[Text]
_ _ _

This was the driving force behind the impetus to establish the MidAtlantic Women’s Herbal Conference. I simply wanted a forum close to home where women could support each other in their quest for life purpose and healing with plants. That may sound like a pretty narrow niche, but it has happened. Every autumn when the leaves are falling on the beautiful Pennsylvania countryside more than 200 women gather on a 90 acre farm. Most of these women I only see once a year, at this event, and yet the friendship grows, and the deep connection of sisterhood remains. If you have never partaken in an event such as this, I can only tell you that it feels like coming home. The incredible happiness and enthusiasm of these women radiate a powerful energy of healing, that I hope endures long after the last tent is folded up and put away.
After five years of successful gatherings, I am taking the next step. I am creating an online community, a forum where we can watch the progress of those who are following their dreams, learn from each other, inspire each other, share hopes and dreams.
I am naming this group “Ginger Juice,” mostly because I like the name, I’m passionate about ginger as medicine, and also because it just says something about the fun of getting together. I even had fun creating the logo at GraphicSprings. For now Ruzuku will host the group, allowing us to get to know each other and have monthly online “Juice Cafes” where we can talk shop, invite teachers share wisdom and keep the energy going in the right direction.

_ _ _

[Supplied information]
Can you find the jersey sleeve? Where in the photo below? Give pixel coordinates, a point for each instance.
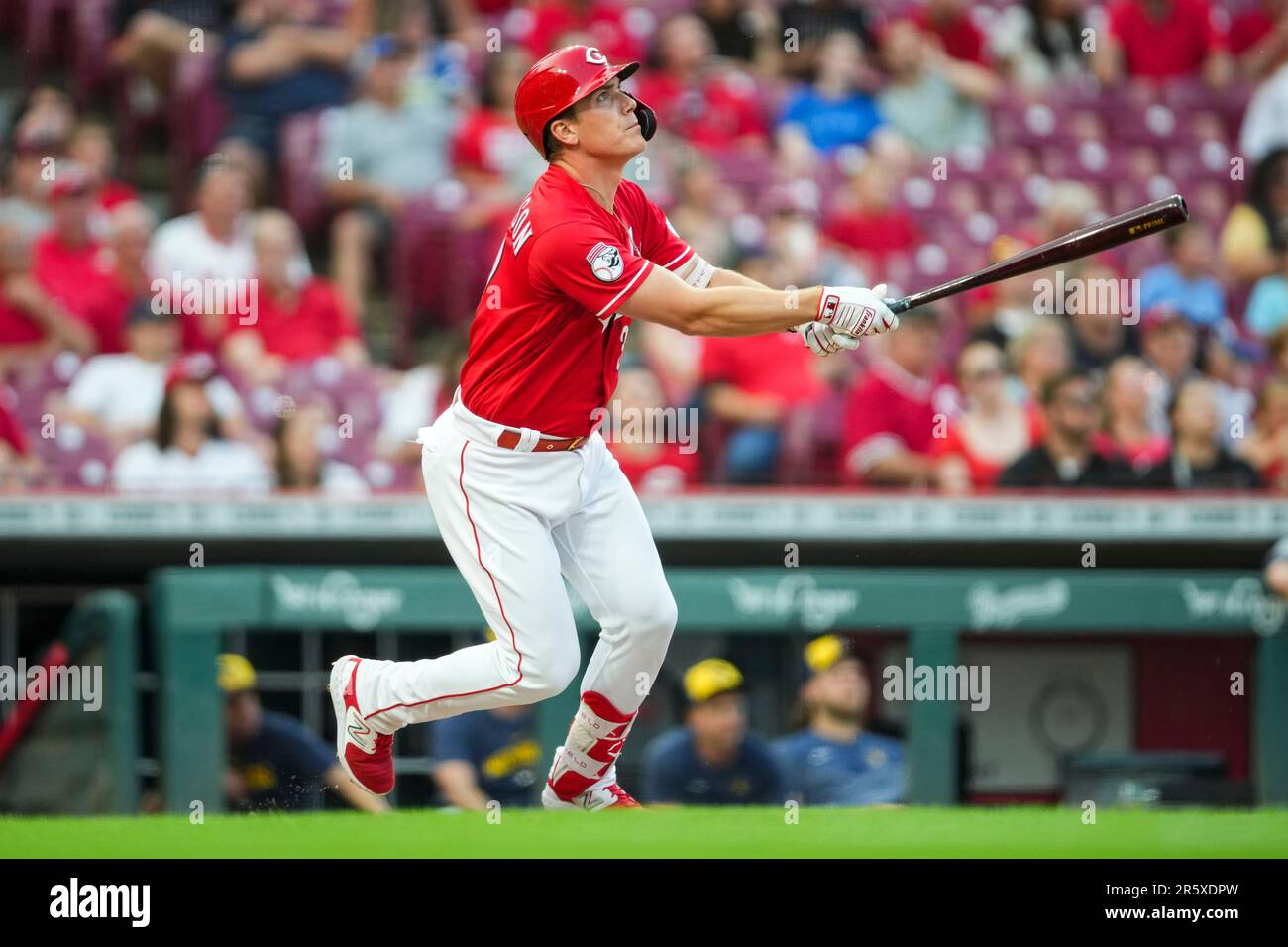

_ _ _

[Problem 1] Set down word for word the part of the passage about the women's herbal conference from "I am naming" to "the right direction.".
[Problem 2] Summarize the passage about the women's herbal conference in two sentences.
[Problem 3] Extend the passage about the women's herbal conference, beginning after its final sentence.
These lines have nothing to do with the passage about the women's herbal conference.

[Final answer 1]
I am naming this group “Ginger Juice,” mostly because I like the name, I’m passionate about ginger as medicine, and also because it just says something about the fun of getting together. I even had fun creating the logo at GraphicSprings. For now Ruzuku will host the group, allowing us to get to know each other and have monthly online “Juice Cafes” where we can talk shop, invite teachers share wisdom and keep the energy going in the right direction.

[Final answer 2] The MidAtlantic Women's Herbal Conference was started as a forum close to home where women could support each other in seeking life purpose and healing with plants, and every autumn more than 200 women gather for it on a 90 acre farm in the Pennsylvania countryside. After five years of gatherings, the writer is creating an online community called "Ginger Juice," hosted for now by Ruzuku, with monthly online "Juice Cafes" for talking shop and hearing from invited teachers.

[Final answer 3]
Do you know anyone who might need this? I am hoping you do! To make the juice, we need the ginger - there ain’t no group, if no one shows up! If you’d like to give this a try, and see if it feels like a fit for you, then join me on this maiden voyage of online community.
The cost to join? FREE! The reason to join? You crave the support and friendship of like-minded women, and you love plants!
What do you get by joining?
- Access to a private Facebook group, where I will be fully present
- Access to an interview of Tammi Sweet - an amazing herbalist and teacher
- Access to a monthly “Juice Cafe,” with guest teachers, Q&A sessions, and who knows what fun?
- The chance to give feedback on our annual gathering, make special requests, and be the first to hear about early registration discounts.
And if you join by March 13, 11:59pm you will be automatically entered in a raffle for an Herb of the Month Surprise Gift Box!"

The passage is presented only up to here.